**WRITTEN TASK A:** Restate word for word the part of the tokay gecko thread that opens with the words containing "he's beautiful and" and closes with "their life lol.".

**PASSAGE TO READ:**
<<<<
# Other Animals > Other Pets >  Tokay!!!!!!!!

## Daniel

Picked this CB tokay up the other day. Very beautiful colors on her.

----------



----------


## Lija

he's beautiful and seems to be nice  :Smile:  i gave up on tokays, they have a special love for me as well as gargs, they just love to bite me, even those who've never bit anyone in their life lol.

----------

poison

----------


## Daniel

Thank you. She does have a little attitude but I have a way with mean animals  :Wink:  Though I do make some stupid choices at times lol. I am very new to geckos and I wanted to see if tokays have eye lids lol. I got bit. Shes nowhere near as bad as a wc tokay though.

----------


## Daniel

Shes loven dem roaches

----------


## Carlos

Gorgeous gecko and close-up photo, congrats  :Big Applause:  !  Like Lija can't keep them (or most reptiles) because they bite me  :Frog Surprise:  .

----------

poison

----------


## Ryan

Beautiful gecko!i work with them
 frequently at the pet store

----------

poison

----------


## Daniel

> Gorgeous gecko and close-up photo, congrats  !  Like Lija can't keep them (or most reptiles) because they bite me  .


Haha mean animals are my fav  :Stick Out Tongue:

----------


## paul3col

The colour and markings are beautiful.

----------

poison

----------


## Daniel

> The colour and markings are beautiful.


Thank you  :Smile:

----------


## Daniel



----------


## Hypnotic

She looks amazing! Love tokays.
>>>>
**WRITTEN TASK B:** Quote from the rows below the part that opens with the line containing "Please provide the mask of every instance of the stone" and closes with the line containing "42 208 L 41".

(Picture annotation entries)
<<<<
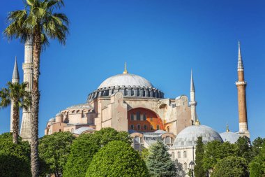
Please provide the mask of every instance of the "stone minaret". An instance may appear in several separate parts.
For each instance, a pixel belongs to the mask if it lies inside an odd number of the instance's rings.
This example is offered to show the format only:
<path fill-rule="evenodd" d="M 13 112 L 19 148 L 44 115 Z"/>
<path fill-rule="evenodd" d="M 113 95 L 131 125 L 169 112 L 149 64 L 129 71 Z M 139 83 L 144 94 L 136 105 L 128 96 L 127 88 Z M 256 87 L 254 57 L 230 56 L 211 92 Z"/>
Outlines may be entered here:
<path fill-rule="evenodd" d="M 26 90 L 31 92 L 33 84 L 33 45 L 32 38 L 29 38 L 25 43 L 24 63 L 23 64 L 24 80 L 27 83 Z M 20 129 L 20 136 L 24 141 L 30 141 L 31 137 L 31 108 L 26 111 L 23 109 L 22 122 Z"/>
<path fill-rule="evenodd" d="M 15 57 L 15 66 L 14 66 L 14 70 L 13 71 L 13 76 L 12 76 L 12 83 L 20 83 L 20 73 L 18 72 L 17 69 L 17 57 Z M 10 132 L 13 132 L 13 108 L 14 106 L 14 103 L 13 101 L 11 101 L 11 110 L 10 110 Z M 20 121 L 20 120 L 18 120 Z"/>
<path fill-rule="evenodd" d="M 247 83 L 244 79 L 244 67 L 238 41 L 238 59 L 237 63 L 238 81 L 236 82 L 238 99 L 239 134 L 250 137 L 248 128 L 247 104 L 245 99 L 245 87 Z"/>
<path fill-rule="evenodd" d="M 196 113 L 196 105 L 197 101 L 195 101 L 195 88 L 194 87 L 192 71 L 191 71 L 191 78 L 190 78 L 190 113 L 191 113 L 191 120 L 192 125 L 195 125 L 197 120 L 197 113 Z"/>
>>>>
<<<<
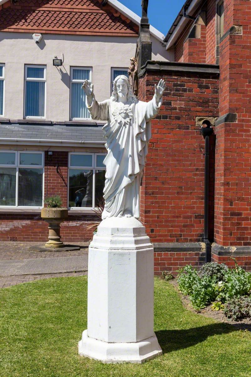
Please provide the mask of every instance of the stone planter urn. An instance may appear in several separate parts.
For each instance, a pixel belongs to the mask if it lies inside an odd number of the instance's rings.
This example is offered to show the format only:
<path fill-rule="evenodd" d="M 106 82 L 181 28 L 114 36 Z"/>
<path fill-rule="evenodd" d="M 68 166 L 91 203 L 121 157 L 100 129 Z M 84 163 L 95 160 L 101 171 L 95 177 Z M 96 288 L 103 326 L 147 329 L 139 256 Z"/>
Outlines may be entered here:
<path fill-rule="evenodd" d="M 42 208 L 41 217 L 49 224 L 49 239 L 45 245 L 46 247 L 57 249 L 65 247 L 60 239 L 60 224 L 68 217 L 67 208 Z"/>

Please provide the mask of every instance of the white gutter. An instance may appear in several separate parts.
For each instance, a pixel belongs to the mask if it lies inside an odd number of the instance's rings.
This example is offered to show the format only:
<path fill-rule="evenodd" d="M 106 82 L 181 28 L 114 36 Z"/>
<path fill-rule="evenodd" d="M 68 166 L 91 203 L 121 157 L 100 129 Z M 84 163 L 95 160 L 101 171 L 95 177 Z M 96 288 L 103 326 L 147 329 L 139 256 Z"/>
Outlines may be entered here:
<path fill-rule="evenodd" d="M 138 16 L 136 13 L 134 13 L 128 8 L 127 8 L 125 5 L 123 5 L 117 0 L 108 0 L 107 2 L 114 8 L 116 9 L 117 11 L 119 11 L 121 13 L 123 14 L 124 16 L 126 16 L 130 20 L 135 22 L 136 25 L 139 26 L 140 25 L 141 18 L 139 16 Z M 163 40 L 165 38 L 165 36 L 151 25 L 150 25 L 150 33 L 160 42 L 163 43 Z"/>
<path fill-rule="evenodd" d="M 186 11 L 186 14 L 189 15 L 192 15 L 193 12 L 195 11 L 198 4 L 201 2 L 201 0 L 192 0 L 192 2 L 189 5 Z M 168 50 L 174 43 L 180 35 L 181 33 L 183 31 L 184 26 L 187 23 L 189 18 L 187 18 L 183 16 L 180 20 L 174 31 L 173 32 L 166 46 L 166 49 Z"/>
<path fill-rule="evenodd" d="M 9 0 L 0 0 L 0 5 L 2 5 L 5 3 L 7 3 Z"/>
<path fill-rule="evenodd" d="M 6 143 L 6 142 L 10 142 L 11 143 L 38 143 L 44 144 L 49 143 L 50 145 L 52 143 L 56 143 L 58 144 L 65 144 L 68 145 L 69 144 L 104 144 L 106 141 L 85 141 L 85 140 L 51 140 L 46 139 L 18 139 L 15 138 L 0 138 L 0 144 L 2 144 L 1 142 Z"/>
>>>>
**COMPLETE ANSWER A:**
he's beautiful and seems to be nice  :Smile:  i gave up on tokays, they have a special love for me as well as gargs, they just love to bite me, even those who've never bit anyone in their life lol.

**COMPLETE ANSWER B:**
Please provide the mask of every instance of the stone planter urn. An instance may appear in several separate parts.
For each instance, a pixel belongs to the mask if it lies inside an odd number of the instance's rings.
This example is offered to show the format only:
<path fill-rule="evenodd" d="M 106 82 L 181 28 L 114 36 Z"/>
<path fill-rule="evenodd" d="M 68 166 L 91 203 L 121 157 L 100 129 Z M 84 163 L 95 160 L 101 171 L 95 177 Z M 96 288 L 103 326 L 147 329 L 139 256 Z"/>
Outlines may be entered here:
<path fill-rule="evenodd" d="M 42 208 L 41 217 L 49 224 L 49 239 L 45 245 L 46 247 L 57 249 L 65 247 L 60 239 L 60 224 L 68 217 L 67 208 Z"/>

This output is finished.